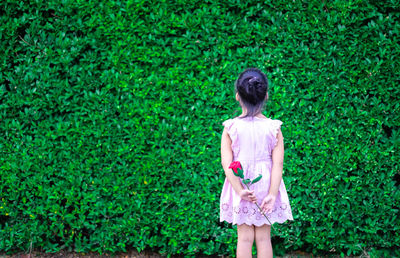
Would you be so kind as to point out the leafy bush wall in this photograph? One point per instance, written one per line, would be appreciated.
(111, 112)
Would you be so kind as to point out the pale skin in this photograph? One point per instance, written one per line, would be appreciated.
(248, 234)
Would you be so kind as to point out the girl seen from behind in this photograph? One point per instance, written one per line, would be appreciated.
(257, 142)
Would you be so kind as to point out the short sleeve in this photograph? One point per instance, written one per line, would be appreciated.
(276, 125)
(232, 131)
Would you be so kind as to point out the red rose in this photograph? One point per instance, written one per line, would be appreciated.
(234, 166)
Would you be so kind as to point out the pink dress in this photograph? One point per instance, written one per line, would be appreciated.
(253, 140)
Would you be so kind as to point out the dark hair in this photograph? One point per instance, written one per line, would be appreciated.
(252, 86)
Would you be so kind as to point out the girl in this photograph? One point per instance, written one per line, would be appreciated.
(257, 142)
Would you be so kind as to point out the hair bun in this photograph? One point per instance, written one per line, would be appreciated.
(254, 83)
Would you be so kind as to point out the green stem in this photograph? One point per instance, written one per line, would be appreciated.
(261, 210)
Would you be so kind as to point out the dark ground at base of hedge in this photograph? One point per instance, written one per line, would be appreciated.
(146, 254)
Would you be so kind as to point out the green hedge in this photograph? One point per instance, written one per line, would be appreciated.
(111, 112)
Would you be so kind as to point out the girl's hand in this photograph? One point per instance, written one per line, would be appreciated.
(248, 195)
(268, 203)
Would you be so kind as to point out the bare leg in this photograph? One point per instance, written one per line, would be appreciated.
(245, 241)
(263, 241)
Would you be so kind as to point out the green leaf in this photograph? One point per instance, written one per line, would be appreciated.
(255, 180)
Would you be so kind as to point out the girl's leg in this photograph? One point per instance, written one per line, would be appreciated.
(245, 241)
(263, 241)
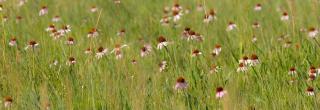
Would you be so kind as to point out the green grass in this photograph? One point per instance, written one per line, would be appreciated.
(108, 83)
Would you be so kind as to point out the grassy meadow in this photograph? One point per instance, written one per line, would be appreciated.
(105, 55)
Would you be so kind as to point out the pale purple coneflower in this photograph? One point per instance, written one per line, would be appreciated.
(93, 33)
(220, 92)
(70, 41)
(32, 44)
(181, 84)
(292, 71)
(93, 9)
(254, 60)
(145, 50)
(258, 7)
(214, 68)
(7, 101)
(162, 66)
(285, 16)
(313, 32)
(195, 53)
(310, 91)
(43, 11)
(217, 49)
(121, 33)
(50, 28)
(56, 18)
(231, 26)
(101, 52)
(162, 42)
(256, 25)
(71, 61)
(13, 42)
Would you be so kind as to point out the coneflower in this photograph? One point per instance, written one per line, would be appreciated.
(43, 11)
(101, 52)
(88, 51)
(7, 101)
(70, 41)
(195, 53)
(292, 71)
(122, 32)
(310, 91)
(71, 61)
(32, 44)
(254, 60)
(181, 84)
(93, 33)
(56, 18)
(214, 68)
(231, 26)
(145, 50)
(162, 66)
(13, 41)
(162, 42)
(220, 92)
(258, 7)
(93, 9)
(50, 28)
(256, 25)
(242, 68)
(312, 32)
(217, 49)
(285, 16)
(200, 7)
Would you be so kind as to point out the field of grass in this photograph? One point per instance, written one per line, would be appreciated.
(39, 70)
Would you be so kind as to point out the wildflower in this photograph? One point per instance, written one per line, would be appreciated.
(258, 7)
(32, 44)
(181, 84)
(13, 42)
(310, 91)
(71, 61)
(122, 32)
(200, 7)
(93, 9)
(254, 60)
(292, 71)
(145, 50)
(70, 41)
(214, 68)
(7, 101)
(162, 66)
(312, 32)
(43, 11)
(245, 60)
(285, 16)
(56, 18)
(220, 92)
(242, 68)
(51, 27)
(93, 33)
(217, 49)
(162, 42)
(101, 52)
(195, 53)
(88, 51)
(231, 26)
(256, 25)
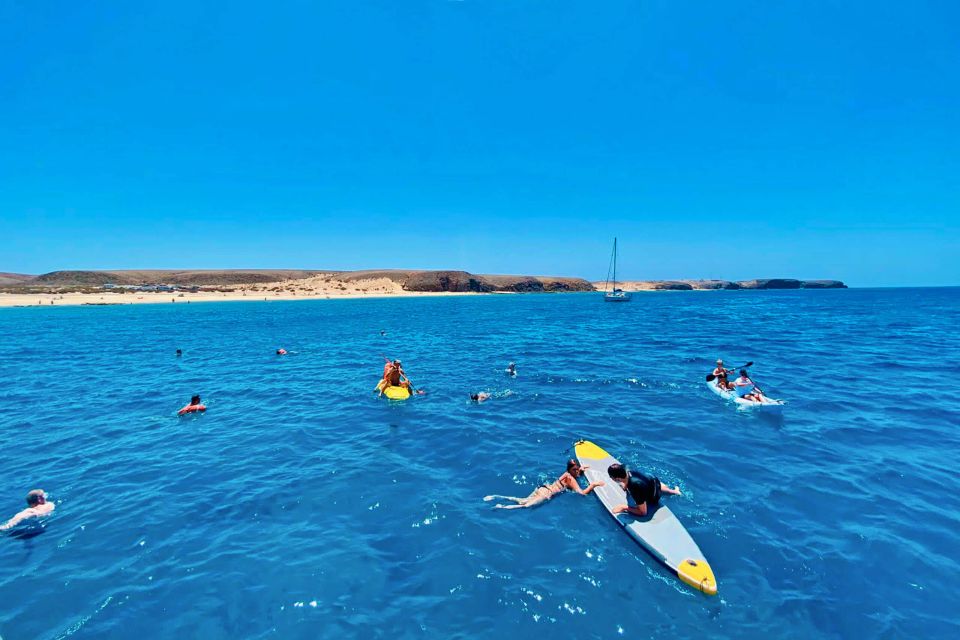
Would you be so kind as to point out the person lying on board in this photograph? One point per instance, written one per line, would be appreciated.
(721, 376)
(746, 389)
(547, 490)
(37, 507)
(645, 490)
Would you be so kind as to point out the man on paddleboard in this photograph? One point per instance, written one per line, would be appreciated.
(645, 490)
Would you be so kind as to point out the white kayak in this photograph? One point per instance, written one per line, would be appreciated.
(659, 532)
(768, 404)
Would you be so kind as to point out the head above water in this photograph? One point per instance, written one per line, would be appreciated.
(617, 471)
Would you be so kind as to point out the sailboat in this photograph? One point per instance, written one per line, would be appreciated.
(614, 294)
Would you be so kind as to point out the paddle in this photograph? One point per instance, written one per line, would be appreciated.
(711, 377)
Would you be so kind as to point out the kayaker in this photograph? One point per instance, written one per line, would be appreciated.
(746, 389)
(645, 490)
(37, 507)
(720, 373)
(568, 480)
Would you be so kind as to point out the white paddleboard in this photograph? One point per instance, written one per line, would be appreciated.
(659, 532)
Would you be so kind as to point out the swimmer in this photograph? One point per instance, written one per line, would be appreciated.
(547, 490)
(645, 490)
(192, 407)
(37, 507)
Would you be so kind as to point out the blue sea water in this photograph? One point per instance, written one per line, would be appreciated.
(301, 506)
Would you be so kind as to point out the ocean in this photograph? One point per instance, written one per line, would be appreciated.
(302, 506)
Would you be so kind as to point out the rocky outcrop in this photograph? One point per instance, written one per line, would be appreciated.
(823, 284)
(446, 281)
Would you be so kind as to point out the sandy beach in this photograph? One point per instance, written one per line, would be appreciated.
(320, 287)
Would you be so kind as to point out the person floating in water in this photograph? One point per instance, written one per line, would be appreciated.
(37, 507)
(194, 407)
(547, 490)
(645, 490)
(720, 373)
(746, 389)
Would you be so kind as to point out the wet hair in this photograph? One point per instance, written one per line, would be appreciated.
(617, 471)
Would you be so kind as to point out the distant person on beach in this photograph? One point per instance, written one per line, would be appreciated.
(721, 375)
(194, 407)
(568, 480)
(37, 507)
(746, 389)
(645, 490)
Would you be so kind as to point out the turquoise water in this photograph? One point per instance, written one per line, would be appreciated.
(300, 506)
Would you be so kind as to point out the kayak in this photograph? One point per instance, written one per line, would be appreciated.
(394, 393)
(659, 532)
(768, 404)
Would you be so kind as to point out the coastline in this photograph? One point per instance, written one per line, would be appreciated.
(107, 298)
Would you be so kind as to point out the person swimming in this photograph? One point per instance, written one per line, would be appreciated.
(568, 480)
(194, 406)
(37, 507)
(645, 490)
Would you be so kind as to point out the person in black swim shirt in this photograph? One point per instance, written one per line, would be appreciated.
(645, 490)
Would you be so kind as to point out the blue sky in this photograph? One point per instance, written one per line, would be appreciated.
(725, 140)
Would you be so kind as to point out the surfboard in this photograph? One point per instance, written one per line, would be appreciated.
(659, 532)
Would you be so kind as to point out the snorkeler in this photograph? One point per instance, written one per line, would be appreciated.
(547, 490)
(37, 507)
(193, 407)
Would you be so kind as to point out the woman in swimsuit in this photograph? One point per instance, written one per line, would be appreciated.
(547, 490)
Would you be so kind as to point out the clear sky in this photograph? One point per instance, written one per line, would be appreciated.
(715, 139)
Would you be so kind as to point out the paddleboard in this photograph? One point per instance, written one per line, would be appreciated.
(659, 532)
(768, 404)
(397, 393)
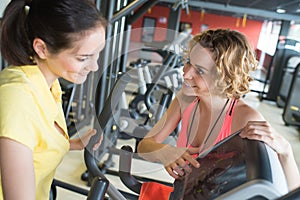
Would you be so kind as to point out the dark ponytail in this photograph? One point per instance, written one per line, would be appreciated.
(59, 23)
(15, 45)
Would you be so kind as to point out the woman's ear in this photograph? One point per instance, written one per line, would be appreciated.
(40, 48)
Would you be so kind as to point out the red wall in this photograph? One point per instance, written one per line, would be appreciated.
(251, 29)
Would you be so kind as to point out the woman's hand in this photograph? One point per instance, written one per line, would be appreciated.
(262, 131)
(81, 142)
(179, 160)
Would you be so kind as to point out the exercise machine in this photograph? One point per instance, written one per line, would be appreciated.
(288, 73)
(234, 168)
(291, 111)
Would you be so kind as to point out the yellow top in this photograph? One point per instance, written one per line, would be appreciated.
(28, 112)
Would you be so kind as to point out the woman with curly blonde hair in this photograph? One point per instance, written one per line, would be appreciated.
(210, 106)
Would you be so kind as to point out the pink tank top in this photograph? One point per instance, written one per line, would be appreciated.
(225, 130)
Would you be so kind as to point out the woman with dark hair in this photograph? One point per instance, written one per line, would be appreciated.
(210, 106)
(42, 40)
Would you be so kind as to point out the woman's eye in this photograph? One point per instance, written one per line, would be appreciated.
(200, 71)
(82, 59)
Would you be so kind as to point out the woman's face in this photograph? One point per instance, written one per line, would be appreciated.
(198, 72)
(75, 64)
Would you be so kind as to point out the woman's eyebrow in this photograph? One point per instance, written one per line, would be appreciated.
(200, 67)
(85, 55)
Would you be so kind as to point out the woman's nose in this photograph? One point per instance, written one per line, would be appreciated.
(94, 67)
(187, 71)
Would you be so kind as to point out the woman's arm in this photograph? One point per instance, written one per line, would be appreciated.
(17, 171)
(174, 159)
(257, 128)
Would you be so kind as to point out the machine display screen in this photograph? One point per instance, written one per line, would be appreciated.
(221, 170)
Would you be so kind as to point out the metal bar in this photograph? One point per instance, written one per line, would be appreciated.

----------------

> _Work task_
Quote only the lines from the one containing "the woman's eyebrow" through the final line of the records, with both ends included.

> _Written solution_
Would you be so kind as to point out the woman's eyebrow in this photograph? One point per instance, written one per line, would be appreciated.
(200, 67)
(85, 55)
Would you be so kind as to point out the woman's nose in this photograph? One point per instance, written one per line, would be appreciated.
(94, 67)
(187, 71)
Would you be so kind as to point out the woman's arm in this photograph? One point per instance, written one per line, would be appreciated.
(17, 171)
(174, 159)
(257, 128)
Would you be so kind as to point out the machine display screen in this photograph? One point per instance, written one per line, would be appreciated.
(221, 170)
Would you be so kind as to point out the metal bar in this photograph? One point per instance, written one per line, would be appreciated.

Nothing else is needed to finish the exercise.